• PASSAGE PROVIDED:
-- Begin --

GitHub Actions Deploy Step Times Out After 6 Hours

Your GitHub Actions deploy step hangs and gets cancelled at the 6-hour job limit — usually a wait-for-deployment poll, network egress block, or a deploy CLI waiting on missing input.

A GitHub Actions workflow that normally finishes in 4 minutes is sitting on the deploy step for 6 hours, then gets killed with The job running on runner X has exceeded the maximum execution time of 360 minutes. The actual vercel deploy --prod or firebase deploy runs fine when you trigger it locally. Cancelling and re-running sometimes succeeds, sometimes hangs again. This is almost always a deploy CLI silently waiting on something that will never arrive: a missing interactive prompt response, a webhook that needs a public callback URL the runner cannot expose, a wait-for-deployment polling action stuck because the deployment ID was never set, or an SSH-based deploy hung on a host key prompt. The 6-hour limit is the job timeout, not the deploy timeout — what you actually need is a step-level timeout AND fixing the real hang.

Common causes

Ordered by what we see most often.

1. Deploy CLI waiting on an interactive prompt

firebase deploy will prompt ? You're about to deploy a function in region X. Continue? (Y/n) if it detects a config change. In CI with no stdin, it sits silent forever.

How to spot it: Step log ends mid-deploy with no error. Last line is something like Detected target change. Continue? or just hangs after Starting deploy....

-- End --

[Entries from a dataset]

-- Begin --

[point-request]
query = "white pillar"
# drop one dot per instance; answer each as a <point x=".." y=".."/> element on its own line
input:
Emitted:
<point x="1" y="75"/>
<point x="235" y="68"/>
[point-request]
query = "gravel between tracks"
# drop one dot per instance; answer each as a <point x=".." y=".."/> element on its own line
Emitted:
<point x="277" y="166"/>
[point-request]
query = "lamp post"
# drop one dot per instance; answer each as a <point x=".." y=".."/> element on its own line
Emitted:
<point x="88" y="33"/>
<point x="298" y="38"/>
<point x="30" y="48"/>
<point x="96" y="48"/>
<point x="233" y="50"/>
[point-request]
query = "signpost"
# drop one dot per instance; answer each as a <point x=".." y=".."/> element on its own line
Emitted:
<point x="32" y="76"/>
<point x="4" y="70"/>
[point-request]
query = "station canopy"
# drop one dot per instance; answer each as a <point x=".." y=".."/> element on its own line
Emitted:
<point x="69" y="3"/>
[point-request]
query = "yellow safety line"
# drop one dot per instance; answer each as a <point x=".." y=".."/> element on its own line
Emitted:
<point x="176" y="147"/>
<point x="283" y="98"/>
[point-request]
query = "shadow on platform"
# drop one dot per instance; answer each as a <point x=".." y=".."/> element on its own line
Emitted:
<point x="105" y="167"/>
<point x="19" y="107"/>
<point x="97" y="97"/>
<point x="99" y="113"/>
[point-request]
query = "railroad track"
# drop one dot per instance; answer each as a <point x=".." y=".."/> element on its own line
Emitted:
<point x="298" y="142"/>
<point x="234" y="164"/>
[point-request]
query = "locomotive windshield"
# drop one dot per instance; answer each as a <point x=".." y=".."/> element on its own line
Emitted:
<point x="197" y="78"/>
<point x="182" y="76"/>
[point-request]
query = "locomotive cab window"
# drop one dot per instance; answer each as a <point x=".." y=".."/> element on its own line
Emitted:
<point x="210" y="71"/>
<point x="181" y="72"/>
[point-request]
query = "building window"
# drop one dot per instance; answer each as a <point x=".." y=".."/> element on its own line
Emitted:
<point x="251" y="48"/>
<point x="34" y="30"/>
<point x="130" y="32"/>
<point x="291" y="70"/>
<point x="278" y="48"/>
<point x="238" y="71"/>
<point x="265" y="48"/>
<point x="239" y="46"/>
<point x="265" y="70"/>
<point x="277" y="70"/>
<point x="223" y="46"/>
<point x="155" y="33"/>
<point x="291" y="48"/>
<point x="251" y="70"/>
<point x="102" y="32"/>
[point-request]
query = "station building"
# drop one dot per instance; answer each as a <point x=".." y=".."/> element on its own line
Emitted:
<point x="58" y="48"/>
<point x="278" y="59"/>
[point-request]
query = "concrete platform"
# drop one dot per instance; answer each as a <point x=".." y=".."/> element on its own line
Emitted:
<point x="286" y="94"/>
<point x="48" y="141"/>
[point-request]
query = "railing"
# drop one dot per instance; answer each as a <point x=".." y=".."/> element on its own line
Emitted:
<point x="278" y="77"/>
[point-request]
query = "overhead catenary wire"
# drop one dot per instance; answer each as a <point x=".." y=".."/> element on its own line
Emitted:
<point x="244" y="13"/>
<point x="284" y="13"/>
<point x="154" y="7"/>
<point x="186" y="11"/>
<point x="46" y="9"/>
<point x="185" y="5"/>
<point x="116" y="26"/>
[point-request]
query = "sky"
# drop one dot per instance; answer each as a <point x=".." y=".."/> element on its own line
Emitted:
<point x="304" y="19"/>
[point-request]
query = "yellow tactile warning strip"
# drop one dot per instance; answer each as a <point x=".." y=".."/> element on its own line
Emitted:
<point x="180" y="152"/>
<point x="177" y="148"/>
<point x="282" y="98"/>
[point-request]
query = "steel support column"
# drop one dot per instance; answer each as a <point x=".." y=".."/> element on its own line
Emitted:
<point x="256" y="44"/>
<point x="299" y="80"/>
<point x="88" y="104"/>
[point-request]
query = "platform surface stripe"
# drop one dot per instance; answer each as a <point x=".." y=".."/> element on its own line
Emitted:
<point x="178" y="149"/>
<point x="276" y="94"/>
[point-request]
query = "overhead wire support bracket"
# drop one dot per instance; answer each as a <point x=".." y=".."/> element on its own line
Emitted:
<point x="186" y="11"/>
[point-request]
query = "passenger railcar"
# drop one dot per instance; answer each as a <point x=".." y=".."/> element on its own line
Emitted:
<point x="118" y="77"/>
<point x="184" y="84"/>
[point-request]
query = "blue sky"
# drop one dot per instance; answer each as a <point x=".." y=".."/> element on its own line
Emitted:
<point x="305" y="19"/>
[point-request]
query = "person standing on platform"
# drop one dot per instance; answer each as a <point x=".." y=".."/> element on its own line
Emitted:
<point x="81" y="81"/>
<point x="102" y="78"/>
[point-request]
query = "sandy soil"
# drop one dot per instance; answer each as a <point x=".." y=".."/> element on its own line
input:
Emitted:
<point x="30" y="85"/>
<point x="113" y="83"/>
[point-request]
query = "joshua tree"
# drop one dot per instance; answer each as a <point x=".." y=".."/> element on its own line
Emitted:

-- End --

• SHORT TASK A:
According to the text on GitHub Actions deploy timeouts, what is actually needed instead of relying on the 6-hour job limit?
• SHORT TASK B:
Set down the part of the text on GitHub Actions deploy timeouts between "1. Deploy CLI" and "after Starting deploy....", inclusive.

• EXPECTED ANSWER A:
A step-level timeout and a fix for the real hang.

• EXPECTED ANSWER B:
1. Deploy CLI waiting on an interactive prompt

firebase deploy will prompt ? You're about to deploy a function in region X. Continue? (Y/n) if it detects a config change. In CI with no stdin, it sits silent forever.

How to spot it: Step log ends mid-deploy with no error. Last line is something like Detected target change. Continue? or just hangs after Starting deploy....